Problem details: Exactly as written, give back every record below.

Records for the exercise:
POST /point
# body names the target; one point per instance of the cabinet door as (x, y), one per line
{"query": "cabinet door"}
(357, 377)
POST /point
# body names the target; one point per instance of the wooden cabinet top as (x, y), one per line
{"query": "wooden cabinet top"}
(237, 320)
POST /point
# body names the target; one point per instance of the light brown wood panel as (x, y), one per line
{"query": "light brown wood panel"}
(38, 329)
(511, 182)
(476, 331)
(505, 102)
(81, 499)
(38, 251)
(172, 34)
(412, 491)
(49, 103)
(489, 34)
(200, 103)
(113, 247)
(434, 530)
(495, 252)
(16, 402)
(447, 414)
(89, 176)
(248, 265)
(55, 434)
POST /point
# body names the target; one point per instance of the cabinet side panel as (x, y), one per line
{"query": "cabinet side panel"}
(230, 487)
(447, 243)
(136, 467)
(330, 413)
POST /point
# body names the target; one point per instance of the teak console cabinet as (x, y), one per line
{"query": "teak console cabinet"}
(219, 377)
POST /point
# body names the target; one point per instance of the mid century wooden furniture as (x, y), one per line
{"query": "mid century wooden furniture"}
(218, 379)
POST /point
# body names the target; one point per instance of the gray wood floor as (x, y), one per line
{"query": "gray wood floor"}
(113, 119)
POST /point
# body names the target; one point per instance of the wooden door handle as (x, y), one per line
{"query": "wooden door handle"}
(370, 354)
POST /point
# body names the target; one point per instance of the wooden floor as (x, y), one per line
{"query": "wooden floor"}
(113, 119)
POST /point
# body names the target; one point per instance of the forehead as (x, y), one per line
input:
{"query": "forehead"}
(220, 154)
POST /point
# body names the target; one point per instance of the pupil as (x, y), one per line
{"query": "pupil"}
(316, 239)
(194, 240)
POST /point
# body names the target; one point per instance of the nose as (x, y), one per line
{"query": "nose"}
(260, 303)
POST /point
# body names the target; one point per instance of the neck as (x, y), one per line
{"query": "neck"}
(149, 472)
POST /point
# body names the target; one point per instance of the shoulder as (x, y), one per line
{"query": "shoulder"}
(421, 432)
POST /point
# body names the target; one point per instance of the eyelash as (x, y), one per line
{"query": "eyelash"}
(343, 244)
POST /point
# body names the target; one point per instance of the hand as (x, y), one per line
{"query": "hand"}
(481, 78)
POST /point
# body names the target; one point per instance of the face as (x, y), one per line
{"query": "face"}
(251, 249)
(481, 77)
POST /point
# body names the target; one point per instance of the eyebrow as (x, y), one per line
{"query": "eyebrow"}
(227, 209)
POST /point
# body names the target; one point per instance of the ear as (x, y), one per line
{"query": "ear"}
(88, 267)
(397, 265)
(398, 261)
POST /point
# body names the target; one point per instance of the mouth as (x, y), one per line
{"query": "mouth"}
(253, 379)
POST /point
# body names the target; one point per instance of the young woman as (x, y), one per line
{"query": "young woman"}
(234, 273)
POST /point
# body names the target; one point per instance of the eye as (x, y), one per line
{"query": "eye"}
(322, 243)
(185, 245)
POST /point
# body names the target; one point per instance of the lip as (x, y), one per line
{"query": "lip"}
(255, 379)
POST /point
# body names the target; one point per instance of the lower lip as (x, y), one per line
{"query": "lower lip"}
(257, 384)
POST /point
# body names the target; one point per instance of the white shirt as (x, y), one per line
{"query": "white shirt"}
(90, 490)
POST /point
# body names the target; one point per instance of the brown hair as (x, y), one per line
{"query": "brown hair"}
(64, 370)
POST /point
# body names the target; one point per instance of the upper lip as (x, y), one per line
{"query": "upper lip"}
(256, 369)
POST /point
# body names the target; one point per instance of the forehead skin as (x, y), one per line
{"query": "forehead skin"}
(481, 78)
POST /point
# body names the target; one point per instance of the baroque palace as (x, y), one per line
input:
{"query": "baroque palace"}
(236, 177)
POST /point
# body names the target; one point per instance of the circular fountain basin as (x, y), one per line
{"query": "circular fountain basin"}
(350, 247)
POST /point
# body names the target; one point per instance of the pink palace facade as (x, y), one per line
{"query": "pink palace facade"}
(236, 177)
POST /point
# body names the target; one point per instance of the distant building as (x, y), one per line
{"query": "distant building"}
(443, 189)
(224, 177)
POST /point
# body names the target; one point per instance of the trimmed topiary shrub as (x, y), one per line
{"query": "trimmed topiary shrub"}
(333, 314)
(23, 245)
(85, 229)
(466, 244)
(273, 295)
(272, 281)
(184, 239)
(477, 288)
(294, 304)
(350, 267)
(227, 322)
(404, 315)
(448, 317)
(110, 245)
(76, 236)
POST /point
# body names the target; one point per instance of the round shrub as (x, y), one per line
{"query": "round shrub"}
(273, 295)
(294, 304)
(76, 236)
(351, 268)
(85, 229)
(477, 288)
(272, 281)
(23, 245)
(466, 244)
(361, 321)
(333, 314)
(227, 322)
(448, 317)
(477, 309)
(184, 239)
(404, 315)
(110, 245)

Solution to this problem:
POST /point
# body names the target; one point per instance of the cabinet door as (x, y), one per line
{"query": "cabinet door"}
(357, 377)
POST /point
# body names the target; one point per instance of the wooden cabinet top as (x, y), one per line
{"query": "wooden cabinet top"}
(237, 320)
POST /point
# body names the target; one point per instance of the light brown wood panel as (x, y), one per line
{"query": "light brown wood panel"}
(38, 329)
(511, 182)
(476, 331)
(505, 102)
(81, 499)
(38, 251)
(172, 34)
(412, 491)
(49, 103)
(489, 34)
(200, 103)
(113, 247)
(434, 530)
(495, 252)
(16, 402)
(447, 414)
(89, 176)
(248, 265)
(55, 434)
POST /point
# body names the target; one point per instance of the cabinet side panel as (x, y), one per line
{"query": "cabinet side panel"}
(230, 487)
(447, 243)
(136, 467)
(330, 413)
POST /point
# body names the target; one point per instance of the teak console cabinet as (x, y), one per line
{"query": "teak console cabinet"}
(219, 377)
POST /point
# body names the target; one point per instance of the mid century wooden furniture as (x, y), one per line
{"query": "mid century wooden furniture"}
(218, 379)
POST /point
# body names the target; one point per instance of the gray wood floor as (x, y), one per line
{"query": "gray wood floor"}
(113, 119)
POST /point
# body names the target; one point per instance of the wooden door handle as (x, y), one per line
{"query": "wooden door handle"}
(370, 354)
POST /point
# body names the target; one point per instance of the wooden floor as (x, y), one per line
{"query": "wooden floor"}
(113, 119)
POST /point
# body names the target; one point per instance of the forehead as (x, y), one per line
input:
{"query": "forehead"}
(220, 154)
POST /point
# body names the target; one point per instance of the pupil as (x, y), one per line
{"query": "pupil"}
(316, 239)
(194, 240)
POST /point
# body names the target; one point per instance of the nose as (x, y), one per line
{"query": "nose"}
(260, 303)
POST /point
# body names the target; one point per instance of the neck as (x, y), one per line
{"query": "neck"}
(149, 472)
POST /point
# body names the target; one point per instance of the shoulder as (x, y), one per line
{"query": "shoulder"}
(421, 432)
POST /point
# body names the target; one point per instance of the eyelash as (x, y), one per line
{"query": "eyelash"}
(343, 244)
POST /point
# body names the target; one point per instance of the hand as (x, y), one per line
{"query": "hand"}
(481, 78)
POST /point
# body names the target; one point per instance of the face as (x, y), one per line
{"query": "face"}
(251, 249)
(481, 77)
POST /point
# body names the target; one point per instance of the eyebrow as (x, y), one per line
{"query": "eyebrow"}
(227, 209)
POST /point
# body names the target; one point per instance of the ear as (x, y), one per line
{"query": "ear"}
(88, 267)
(397, 265)
(398, 261)
POST /point
# body names the target; one point per instance of the mouth as (x, y), one per line
{"query": "mouth"}
(253, 379)
POST /point
# body names the target; one point per instance of the young woman as (x, y), one per line
{"query": "young woman"}
(234, 273)
POST /point
# body names the target; one point per instance of the eye as (x, y), one per line
{"query": "eye"}
(322, 243)
(185, 245)
POST /point
# body names the target; one point per instance of the lip as (x, y), one per line
{"query": "lip"}
(255, 379)
POST /point
# body names the target; one point per instance of the lower lip as (x, y), one per line
{"query": "lower lip"}
(257, 384)
POST /point
# body names the target; one point per instance of the white shirt as (x, y), one per line
{"query": "white shirt"}
(90, 490)
POST /point
# body names the target; one point per instance of the brown hair as (x, y), one per line
{"query": "brown hair"}
(64, 370)
POST /point
# body names the target; one point per instance of the upper lip as (x, y), one per line
{"query": "upper lip"}
(256, 369)
POST /point
# body names the target; one point per instance of the forehead skin as (x, y), one per line
{"query": "forehead skin"}
(481, 78)
POST /point
# body names the target; one point per instance of the baroque palace as (x, y), one per line
input:
{"query": "baroque palace"}
(236, 177)
POST /point
# body names the target; one point per instance of the circular fountain basin as (x, y), one per line
{"query": "circular fountain basin"}
(350, 247)
POST /point
# body names the target; one point per instance of the pink palace facade as (x, y), one per line
{"query": "pink palace facade"}
(236, 177)
POST /point
# body names the target; one point per instance of the distant building as (x, y), one per line
{"query": "distant building"}
(443, 189)
(224, 177)
POST /point
# body names the target; one point per instance of the trimmed topiary shrub as (x, y), one per line
{"query": "trimmed topiary shrub"}
(333, 314)
(23, 245)
(85, 229)
(466, 244)
(273, 295)
(272, 281)
(184, 239)
(477, 288)
(294, 304)
(350, 267)
(227, 322)
(404, 315)
(448, 317)
(110, 245)
(76, 236)
POST /point
# body names the target; one point per instance of the round shrub as (x, y), one per line
{"query": "round shrub"}
(273, 295)
(294, 304)
(76, 236)
(351, 268)
(85, 229)
(477, 288)
(272, 281)
(23, 245)
(466, 244)
(361, 321)
(333, 314)
(227, 322)
(448, 317)
(477, 309)
(184, 239)
(404, 315)
(110, 245)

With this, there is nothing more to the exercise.